_OBJECTIVE 1_:
Write out the part of the earnings call transcript starting with "Typically in the" and going on through "on behavior, please.", word for word.
_OBJECTIVE 2_:
Carry on the earnings call transcript from the point where it stops.

_QUOTED PASSAGE_:
____________
The bulk of those we did change to 24 hours back in January and February.
They are certainly performing extremely well, and we're very excited about that, and looking right now at other opportunities to expand hours in a fair number of stores.
We're trying to get our arm around that, as far as where we're going to expand that, but definitely look for us to expand hours in more stores as we go forward in this fiscal year.
- Analyst
Great.
And then just 1 more, if I can.
On merchandise margins, it looked like there was some good sequential improvement there this quarter.
Still some pressure from commodities.
But how do you feel about your goals for the rest of the year, in terms of merchandise margins, and any update on if there's an opportunity to take any more price increases?
- CFO
Yes, we feel very good about the goals within the grocery and general merchandise category, both same-store and margin.
I mean, sequential movement from the fourth quarter is a combination of a couple things.
We were just a little bit less promotional on the beer category than we were in the same time period a year ago, so that's helping the margin, even though we did have a lot of our customers migrate more to the large pack purchasing, the less promotional activity, it benefited us.
Also, we are starting to cycle -- towards the end of the first quarter, we started cycling the competitive pack pricing that we've been talking about for the last 3 or 4 quarters.
So we did see a little bit of relief in that regard as well.
I'll caveat that to say that you never know where the cigarette pricing will go.
It has been very volatile over the last, probably 4 quarters, so hopefully we plateaued there and we'll begin to see a little bit of easing on a period-over-period comparison.
So that helped us on the sequential movement.
So, feel pretty good about the grocery and general merchandise goals in that regard.
Kelly, you might have to repeat the second part of your question.
- Analyst
Just any update on any opportunity for some price increases?
- CFO
We constantly are out there doing price surveys.
I get those periodically here.
We are looking for opportunities.
More than likely, price increases, if we take those going forward in this fiscal year, probably will come more in the prepared food category than they would the grocery and general merchandise category.
Typically in the grocery and general merchandise category, those tend to be passed through to the consumer to meet or maintain margin or maintain gross profit dollars, depending on the product.
- Analyst
Thanks a lot.
Operator
Your next question comes from the line of John Lawrence with Morgan Keegan.
Please proceed.
- Analyst
Thanks.
Good morning, guys.
Bill, you touched on it on the last question, but you gave some guidance regarding to the behavior related to the cigarette pack sizes.
Could you sort of -- how that customer's behaving on that pack size, and it led to something you said related to the beer category.
Would you go over some of those mix changes, et cetera, on behavior, please.
- CFO
Yes.
On the cigarette side, this started roughly -- it's been going on for a while, but there's been definitely a migration as the retail price of cigarettes has increased, people have migrated over to pack purchasing more than cartons.
____________
_DATA SHOWN_:
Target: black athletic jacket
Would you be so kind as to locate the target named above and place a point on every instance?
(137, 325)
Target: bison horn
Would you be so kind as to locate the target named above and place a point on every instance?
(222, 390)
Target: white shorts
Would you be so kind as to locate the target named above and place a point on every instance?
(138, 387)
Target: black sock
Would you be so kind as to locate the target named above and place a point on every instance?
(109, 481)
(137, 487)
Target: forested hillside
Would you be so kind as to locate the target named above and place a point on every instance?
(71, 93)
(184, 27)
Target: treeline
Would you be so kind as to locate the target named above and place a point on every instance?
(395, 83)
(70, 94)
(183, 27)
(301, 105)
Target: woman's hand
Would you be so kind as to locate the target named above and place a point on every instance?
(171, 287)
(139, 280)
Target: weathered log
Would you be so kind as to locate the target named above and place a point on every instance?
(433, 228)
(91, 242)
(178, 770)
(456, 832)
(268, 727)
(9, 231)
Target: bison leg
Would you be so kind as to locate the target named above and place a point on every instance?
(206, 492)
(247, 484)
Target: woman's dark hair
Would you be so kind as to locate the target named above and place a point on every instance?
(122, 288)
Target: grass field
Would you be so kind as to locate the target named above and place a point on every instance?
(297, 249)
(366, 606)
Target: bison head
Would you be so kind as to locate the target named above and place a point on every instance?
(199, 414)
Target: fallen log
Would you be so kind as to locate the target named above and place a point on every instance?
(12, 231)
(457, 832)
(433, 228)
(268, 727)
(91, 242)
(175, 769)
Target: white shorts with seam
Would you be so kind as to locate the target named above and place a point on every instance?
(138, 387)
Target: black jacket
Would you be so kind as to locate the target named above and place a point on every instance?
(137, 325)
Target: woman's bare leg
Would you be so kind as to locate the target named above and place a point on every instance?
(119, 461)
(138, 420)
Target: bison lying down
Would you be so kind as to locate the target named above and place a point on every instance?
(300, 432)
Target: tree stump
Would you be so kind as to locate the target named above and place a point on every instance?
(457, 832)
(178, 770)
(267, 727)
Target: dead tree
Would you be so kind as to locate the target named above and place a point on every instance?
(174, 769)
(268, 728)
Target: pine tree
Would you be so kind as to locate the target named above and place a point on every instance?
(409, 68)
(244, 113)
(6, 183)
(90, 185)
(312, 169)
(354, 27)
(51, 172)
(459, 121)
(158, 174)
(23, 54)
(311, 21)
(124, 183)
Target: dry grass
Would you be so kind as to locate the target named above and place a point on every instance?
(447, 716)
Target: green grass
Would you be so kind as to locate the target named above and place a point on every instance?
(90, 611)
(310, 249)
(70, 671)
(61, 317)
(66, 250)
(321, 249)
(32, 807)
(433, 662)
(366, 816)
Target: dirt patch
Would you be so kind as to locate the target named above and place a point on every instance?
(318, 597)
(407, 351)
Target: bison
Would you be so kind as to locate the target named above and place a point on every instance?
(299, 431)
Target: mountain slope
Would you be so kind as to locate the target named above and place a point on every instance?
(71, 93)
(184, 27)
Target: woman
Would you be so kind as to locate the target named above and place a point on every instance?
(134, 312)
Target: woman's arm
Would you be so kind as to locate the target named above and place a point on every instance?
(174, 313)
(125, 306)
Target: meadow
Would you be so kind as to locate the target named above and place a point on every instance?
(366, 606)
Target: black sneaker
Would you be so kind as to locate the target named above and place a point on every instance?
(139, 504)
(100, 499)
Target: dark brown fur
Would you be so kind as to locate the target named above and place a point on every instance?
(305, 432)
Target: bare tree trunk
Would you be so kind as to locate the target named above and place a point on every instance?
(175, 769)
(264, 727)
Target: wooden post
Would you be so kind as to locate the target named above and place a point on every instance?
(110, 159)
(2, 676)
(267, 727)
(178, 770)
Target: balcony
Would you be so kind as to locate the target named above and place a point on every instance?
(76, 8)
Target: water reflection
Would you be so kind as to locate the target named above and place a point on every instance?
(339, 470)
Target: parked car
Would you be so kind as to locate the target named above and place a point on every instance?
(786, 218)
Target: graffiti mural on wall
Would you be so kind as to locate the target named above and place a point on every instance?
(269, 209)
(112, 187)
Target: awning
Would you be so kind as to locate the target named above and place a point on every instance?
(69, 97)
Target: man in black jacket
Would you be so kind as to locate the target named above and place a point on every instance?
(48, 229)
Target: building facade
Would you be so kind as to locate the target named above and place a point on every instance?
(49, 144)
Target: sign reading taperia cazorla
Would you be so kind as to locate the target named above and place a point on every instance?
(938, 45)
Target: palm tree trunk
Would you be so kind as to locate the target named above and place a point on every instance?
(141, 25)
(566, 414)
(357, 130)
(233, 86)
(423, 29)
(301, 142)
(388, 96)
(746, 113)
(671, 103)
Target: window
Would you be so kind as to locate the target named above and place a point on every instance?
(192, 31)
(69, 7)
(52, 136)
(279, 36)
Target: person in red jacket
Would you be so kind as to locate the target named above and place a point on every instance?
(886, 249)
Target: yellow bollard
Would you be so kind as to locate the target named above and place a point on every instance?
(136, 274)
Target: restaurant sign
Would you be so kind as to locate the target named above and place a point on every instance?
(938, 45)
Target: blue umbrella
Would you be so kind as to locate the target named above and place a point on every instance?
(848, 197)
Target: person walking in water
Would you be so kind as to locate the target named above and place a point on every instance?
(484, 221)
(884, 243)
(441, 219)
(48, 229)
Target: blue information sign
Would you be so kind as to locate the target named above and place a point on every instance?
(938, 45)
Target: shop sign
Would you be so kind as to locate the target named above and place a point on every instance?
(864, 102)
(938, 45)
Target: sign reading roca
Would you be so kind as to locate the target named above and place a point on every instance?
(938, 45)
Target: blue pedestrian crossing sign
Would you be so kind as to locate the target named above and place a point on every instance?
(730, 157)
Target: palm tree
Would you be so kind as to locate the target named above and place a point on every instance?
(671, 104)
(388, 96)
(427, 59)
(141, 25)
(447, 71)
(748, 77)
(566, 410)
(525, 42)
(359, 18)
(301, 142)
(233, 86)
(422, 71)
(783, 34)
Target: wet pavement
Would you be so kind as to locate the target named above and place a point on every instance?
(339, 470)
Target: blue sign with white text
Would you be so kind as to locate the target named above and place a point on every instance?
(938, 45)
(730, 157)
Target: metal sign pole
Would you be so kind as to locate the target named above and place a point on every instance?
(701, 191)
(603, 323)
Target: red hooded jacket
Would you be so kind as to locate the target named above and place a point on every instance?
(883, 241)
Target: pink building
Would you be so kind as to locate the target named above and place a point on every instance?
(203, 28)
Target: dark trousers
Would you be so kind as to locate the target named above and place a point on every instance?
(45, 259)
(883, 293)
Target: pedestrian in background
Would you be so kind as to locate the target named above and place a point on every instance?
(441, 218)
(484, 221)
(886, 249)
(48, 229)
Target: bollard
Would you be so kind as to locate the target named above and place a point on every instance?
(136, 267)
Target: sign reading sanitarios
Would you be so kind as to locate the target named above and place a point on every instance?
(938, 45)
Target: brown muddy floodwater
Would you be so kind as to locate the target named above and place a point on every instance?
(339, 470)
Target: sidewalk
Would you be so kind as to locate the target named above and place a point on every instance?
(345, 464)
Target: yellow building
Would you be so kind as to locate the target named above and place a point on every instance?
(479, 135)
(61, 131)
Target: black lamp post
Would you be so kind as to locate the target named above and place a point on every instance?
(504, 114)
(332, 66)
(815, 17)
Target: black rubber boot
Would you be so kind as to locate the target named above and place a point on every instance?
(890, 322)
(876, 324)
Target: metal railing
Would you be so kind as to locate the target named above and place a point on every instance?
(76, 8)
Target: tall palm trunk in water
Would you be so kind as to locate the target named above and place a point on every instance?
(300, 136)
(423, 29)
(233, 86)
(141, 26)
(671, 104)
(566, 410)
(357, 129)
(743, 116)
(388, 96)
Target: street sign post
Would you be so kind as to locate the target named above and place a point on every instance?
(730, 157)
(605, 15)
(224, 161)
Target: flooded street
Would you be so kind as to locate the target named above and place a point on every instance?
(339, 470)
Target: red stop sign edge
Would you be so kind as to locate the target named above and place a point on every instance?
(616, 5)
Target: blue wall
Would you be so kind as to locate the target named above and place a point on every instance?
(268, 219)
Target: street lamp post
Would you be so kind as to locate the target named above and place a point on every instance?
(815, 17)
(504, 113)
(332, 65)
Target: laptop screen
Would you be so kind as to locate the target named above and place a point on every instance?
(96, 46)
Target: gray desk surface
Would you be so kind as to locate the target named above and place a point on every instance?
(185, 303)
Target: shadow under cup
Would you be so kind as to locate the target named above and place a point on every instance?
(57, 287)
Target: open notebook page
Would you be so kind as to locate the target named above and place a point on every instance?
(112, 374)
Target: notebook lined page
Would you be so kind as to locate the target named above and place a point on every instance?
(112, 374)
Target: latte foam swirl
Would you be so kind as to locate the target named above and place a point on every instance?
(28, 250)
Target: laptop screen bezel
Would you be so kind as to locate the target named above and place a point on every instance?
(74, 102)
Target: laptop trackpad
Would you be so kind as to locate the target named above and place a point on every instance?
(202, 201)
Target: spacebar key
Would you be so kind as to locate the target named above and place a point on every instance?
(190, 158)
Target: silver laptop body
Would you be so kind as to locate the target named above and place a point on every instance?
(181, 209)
____________
_EXERCISE ANSWER 1_:
Typically in the grocery and general merchandise category, those tend to be passed through to the consumer to meet or maintain margin or maintain gross profit dollars, depending on the product.
- Analyst
Thanks a lot.
Operator
Your next question comes from the line of John Lawrence with Morgan Keegan.
Please proceed.
- Analyst
Thanks.
Good morning, guys.
Bill, you touched on it on the last question, but you gave some guidance regarding to the behavior related to the cigarette pack sizes.
Could you sort of -- how that customer's behaving on that pack size, and it led to something you said related to the beer category.
Would you go over some of those mix changes, et cetera, on behavior, please.

_EXERCISE ANSWER 2_:
Now recently, we have seen a, over the last probably 4 quarters or so, we have seen a more competitive pricing environment on the pack purchase -- packs within our market area, and that's what's putting pressure on the cigarette margin over the last, probably 4 quarters.
We still see that same migration in the cigarette.
People continue to migrate towards pack purchasing.
Right now we're about 80% packs versus cartons as far as sales go.
5 years ago that probably would have been more at about 60/40.
That continues.
It's not necessarily a bad thing for us because people don't necessarily change their smoking habits.
They come in and buy 2 or 3 packs of cigarettes, they don't change the habits.
They come back and buy 2 or 3 more packs.
At the end of the day, they probably spend more money on the packs versus the cartons if they would have just bought the cartons in the first place.
But there's a psychological barrier there for someone to put out $50, $55 for a carton of cigarettes.
So that's what we see continuing.
I think that will continue into the remainder of the fiscal year.
Now, the beer category, people are always looking -- they're very value conscious, and so they're looking to add value.
What we see them doing more and more is gravitating towards larger pack purchasing, even though it's a higher ring, they perceive that as a greater value.
We have seen a migration more to the 24-packs and the 12-packs, away form 6-packs and smaller, which is a good thing for us.
The people continue to purchase those items, and the beer case, we've added recently and the remodels have done extremely well, so we're looking now to implement -- at least the concept of implementing beer case in all of our construction activities.
- Analyst
Yes.
Secondly, Bill, thanks for that breakdown.
The 59% credit card, what's the highest that number has gotten in the past?
- CFO
59%.
- Analyst
We're there.
- CFO
Yes.
I mean, John, if I were to go back and go through a chart over the last 5 to 10 years, 10 years ago that utilization was about 20%, 22%.
Steadily gravitated upwards.
I certainly -- I would anticipate we might pierce the 60% in the second quarter with the retail prices where they're at.
- Analyst
And last question.
How does the commodity environment we're in -- when you talk to some of the possible acquisitions, how in this environment does that change that with pricing, et cetera?
- CFO
Well, really, the pricing environment for acquisitions actually has become more reasonable over the last probably year-and-a-half to 2 years; multiples on a trailing basis typically come in at 5 to 7 times EBITDA.
We buy outside of that range on both sides depending on the asset, but it seems to me that they become much more reasonable, and that's part of the reason that we're optimistic about the acquisition pipeline.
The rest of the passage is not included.